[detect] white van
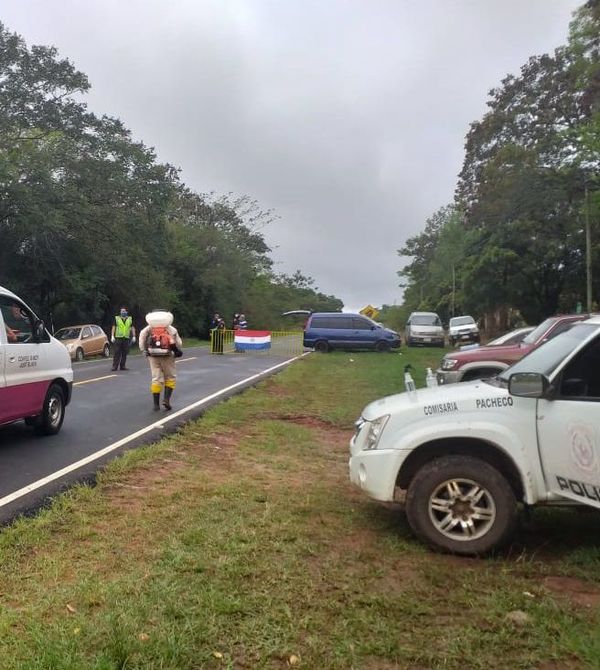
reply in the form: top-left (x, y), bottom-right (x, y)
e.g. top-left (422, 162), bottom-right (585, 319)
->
top-left (405, 311), bottom-right (445, 347)
top-left (0, 286), bottom-right (73, 435)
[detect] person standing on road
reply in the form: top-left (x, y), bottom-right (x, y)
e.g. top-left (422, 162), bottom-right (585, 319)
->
top-left (139, 310), bottom-right (183, 411)
top-left (111, 307), bottom-right (136, 371)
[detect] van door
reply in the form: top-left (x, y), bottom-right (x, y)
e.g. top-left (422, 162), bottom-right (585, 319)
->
top-left (352, 317), bottom-right (376, 347)
top-left (536, 335), bottom-right (600, 508)
top-left (0, 326), bottom-right (6, 423)
top-left (0, 295), bottom-right (48, 423)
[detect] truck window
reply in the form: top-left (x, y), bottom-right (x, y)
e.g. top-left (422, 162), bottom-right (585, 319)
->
top-left (558, 337), bottom-right (600, 399)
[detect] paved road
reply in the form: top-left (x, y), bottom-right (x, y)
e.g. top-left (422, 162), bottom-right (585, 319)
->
top-left (0, 346), bottom-right (305, 523)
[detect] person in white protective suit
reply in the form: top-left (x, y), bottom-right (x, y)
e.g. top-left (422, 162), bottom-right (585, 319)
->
top-left (139, 310), bottom-right (183, 411)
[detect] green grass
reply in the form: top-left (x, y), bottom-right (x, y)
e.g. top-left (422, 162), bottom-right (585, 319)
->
top-left (0, 347), bottom-right (598, 668)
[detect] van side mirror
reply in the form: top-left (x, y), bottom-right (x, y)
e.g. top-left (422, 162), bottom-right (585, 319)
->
top-left (509, 372), bottom-right (549, 398)
top-left (34, 319), bottom-right (46, 341)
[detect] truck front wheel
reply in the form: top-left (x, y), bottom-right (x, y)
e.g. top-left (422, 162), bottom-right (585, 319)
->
top-left (405, 455), bottom-right (517, 555)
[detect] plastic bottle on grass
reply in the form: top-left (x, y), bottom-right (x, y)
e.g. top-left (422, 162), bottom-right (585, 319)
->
top-left (404, 364), bottom-right (416, 393)
top-left (426, 367), bottom-right (438, 388)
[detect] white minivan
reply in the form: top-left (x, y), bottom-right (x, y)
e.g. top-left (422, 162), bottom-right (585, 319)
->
top-left (0, 286), bottom-right (73, 435)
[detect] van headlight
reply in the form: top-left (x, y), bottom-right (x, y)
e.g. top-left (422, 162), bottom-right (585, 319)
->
top-left (441, 358), bottom-right (458, 370)
top-left (364, 415), bottom-right (390, 450)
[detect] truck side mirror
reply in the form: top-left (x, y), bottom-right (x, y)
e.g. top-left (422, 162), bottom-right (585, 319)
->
top-left (509, 372), bottom-right (549, 398)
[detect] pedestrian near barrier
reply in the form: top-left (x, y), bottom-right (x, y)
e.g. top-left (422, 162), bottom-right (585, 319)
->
top-left (139, 310), bottom-right (183, 411)
top-left (211, 318), bottom-right (226, 354)
top-left (111, 306), bottom-right (136, 371)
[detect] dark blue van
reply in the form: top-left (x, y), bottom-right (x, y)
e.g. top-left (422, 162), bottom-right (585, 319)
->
top-left (284, 311), bottom-right (401, 353)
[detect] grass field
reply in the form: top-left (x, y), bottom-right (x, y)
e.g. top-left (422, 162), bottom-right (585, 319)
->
top-left (1, 347), bottom-right (599, 669)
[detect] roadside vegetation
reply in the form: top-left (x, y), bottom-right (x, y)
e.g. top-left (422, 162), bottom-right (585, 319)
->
top-left (0, 349), bottom-right (599, 669)
top-left (391, 1), bottom-right (600, 331)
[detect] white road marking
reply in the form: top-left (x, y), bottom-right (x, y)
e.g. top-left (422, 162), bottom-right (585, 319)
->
top-left (0, 353), bottom-right (310, 509)
top-left (74, 374), bottom-right (118, 386)
top-left (175, 357), bottom-right (197, 363)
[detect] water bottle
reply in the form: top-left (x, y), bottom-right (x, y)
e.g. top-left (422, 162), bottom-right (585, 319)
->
top-left (404, 364), bottom-right (416, 392)
top-left (426, 367), bottom-right (438, 388)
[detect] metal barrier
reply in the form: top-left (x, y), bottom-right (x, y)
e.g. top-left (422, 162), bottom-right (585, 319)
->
top-left (210, 329), bottom-right (305, 356)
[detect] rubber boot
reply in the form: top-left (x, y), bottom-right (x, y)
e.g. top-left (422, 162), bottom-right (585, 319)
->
top-left (162, 387), bottom-right (173, 411)
top-left (153, 393), bottom-right (160, 411)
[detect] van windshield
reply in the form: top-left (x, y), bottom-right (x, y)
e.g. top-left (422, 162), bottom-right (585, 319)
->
top-left (411, 315), bottom-right (440, 326)
top-left (55, 328), bottom-right (81, 340)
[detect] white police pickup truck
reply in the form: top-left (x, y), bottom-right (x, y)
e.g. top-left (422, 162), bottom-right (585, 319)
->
top-left (350, 317), bottom-right (600, 555)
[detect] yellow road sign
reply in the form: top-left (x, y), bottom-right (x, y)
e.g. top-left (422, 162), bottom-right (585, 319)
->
top-left (359, 305), bottom-right (379, 320)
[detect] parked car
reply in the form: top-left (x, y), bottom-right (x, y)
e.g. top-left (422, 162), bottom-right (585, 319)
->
top-left (448, 315), bottom-right (480, 346)
top-left (405, 311), bottom-right (445, 347)
top-left (282, 311), bottom-right (401, 353)
top-left (55, 324), bottom-right (110, 361)
top-left (349, 316), bottom-right (600, 554)
top-left (0, 285), bottom-right (73, 435)
top-left (437, 314), bottom-right (590, 384)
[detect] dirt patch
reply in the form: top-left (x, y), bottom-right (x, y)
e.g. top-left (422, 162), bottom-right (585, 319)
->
top-left (542, 575), bottom-right (600, 608)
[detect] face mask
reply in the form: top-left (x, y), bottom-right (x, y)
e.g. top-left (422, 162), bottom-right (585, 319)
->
top-left (120, 311), bottom-right (128, 317)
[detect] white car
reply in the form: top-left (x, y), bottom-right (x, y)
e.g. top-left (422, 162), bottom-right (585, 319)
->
top-left (350, 316), bottom-right (600, 555)
top-left (0, 286), bottom-right (73, 434)
top-left (448, 315), bottom-right (480, 346)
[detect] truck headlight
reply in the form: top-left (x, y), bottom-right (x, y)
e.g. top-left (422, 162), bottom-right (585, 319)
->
top-left (364, 415), bottom-right (389, 450)
top-left (441, 358), bottom-right (458, 370)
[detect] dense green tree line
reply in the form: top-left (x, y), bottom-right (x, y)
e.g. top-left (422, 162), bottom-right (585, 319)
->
top-left (398, 0), bottom-right (600, 327)
top-left (0, 23), bottom-right (342, 336)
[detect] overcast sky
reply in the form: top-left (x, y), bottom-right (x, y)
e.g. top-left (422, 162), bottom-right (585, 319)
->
top-left (0, 0), bottom-right (583, 311)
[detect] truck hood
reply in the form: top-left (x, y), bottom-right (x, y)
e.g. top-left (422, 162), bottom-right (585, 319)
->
top-left (361, 378), bottom-right (507, 422)
top-left (446, 342), bottom-right (531, 362)
top-left (449, 324), bottom-right (478, 334)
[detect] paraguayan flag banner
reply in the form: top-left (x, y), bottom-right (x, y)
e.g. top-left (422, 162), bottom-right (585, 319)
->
top-left (234, 330), bottom-right (272, 350)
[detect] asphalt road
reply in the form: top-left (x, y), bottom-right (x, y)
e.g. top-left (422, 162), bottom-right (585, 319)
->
top-left (0, 346), bottom-right (306, 523)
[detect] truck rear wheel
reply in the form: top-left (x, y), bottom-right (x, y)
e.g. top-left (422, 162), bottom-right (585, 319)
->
top-left (405, 455), bottom-right (517, 555)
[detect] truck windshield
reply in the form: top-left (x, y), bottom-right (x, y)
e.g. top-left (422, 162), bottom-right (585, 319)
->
top-left (498, 324), bottom-right (598, 382)
top-left (521, 317), bottom-right (556, 344)
top-left (450, 316), bottom-right (474, 327)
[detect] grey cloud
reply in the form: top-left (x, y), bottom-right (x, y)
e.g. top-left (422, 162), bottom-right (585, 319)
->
top-left (0, 0), bottom-right (582, 309)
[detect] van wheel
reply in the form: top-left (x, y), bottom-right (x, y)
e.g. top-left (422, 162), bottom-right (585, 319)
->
top-left (375, 341), bottom-right (390, 353)
top-left (405, 455), bottom-right (517, 555)
top-left (314, 340), bottom-right (330, 353)
top-left (102, 343), bottom-right (110, 358)
top-left (35, 384), bottom-right (66, 436)
top-left (75, 347), bottom-right (84, 362)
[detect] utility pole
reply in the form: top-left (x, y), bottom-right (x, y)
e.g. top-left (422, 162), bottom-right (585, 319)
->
top-left (585, 180), bottom-right (593, 312)
top-left (451, 263), bottom-right (456, 318)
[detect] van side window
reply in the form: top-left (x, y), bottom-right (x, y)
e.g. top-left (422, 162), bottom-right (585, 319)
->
top-left (353, 318), bottom-right (372, 329)
top-left (0, 297), bottom-right (34, 344)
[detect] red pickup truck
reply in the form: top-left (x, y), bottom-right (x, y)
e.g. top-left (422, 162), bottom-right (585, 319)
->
top-left (436, 314), bottom-right (591, 384)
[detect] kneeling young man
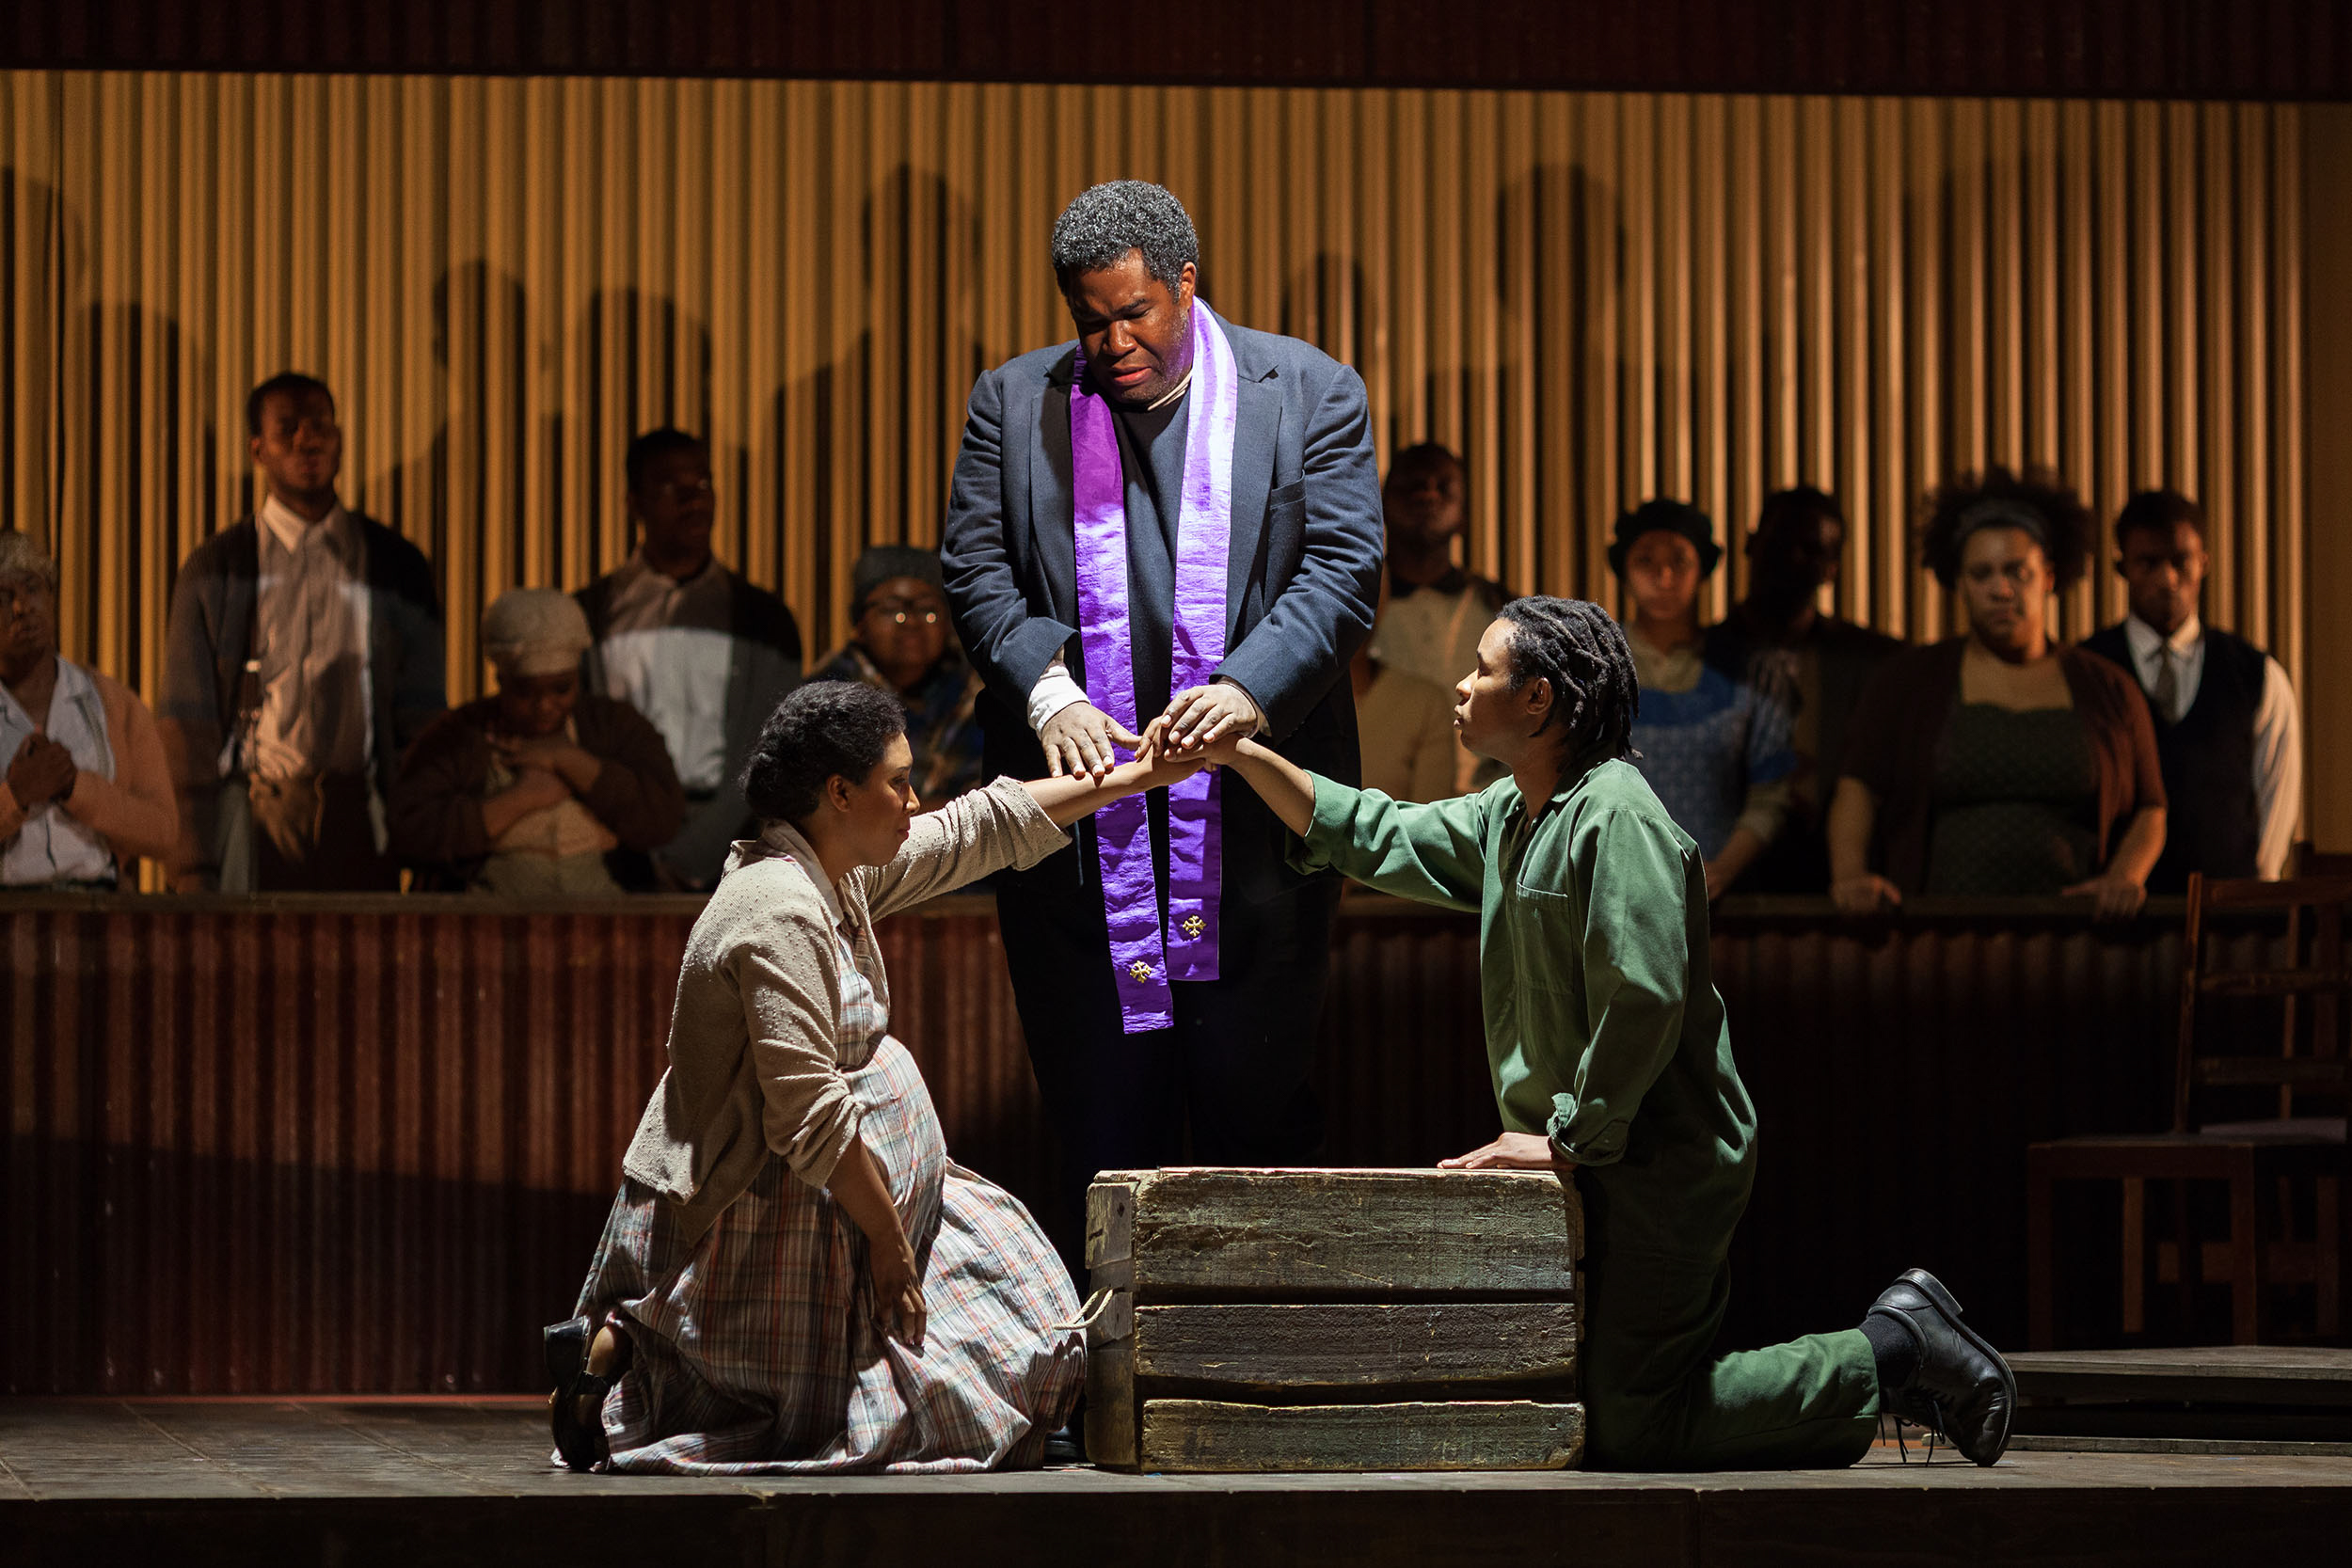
════════════════════
• _Task description_
Lines holding "pickup" in the data above: copy each of them.

• _Answer to this problem_
[detect] white police pickup truck
[detect] red pickup truck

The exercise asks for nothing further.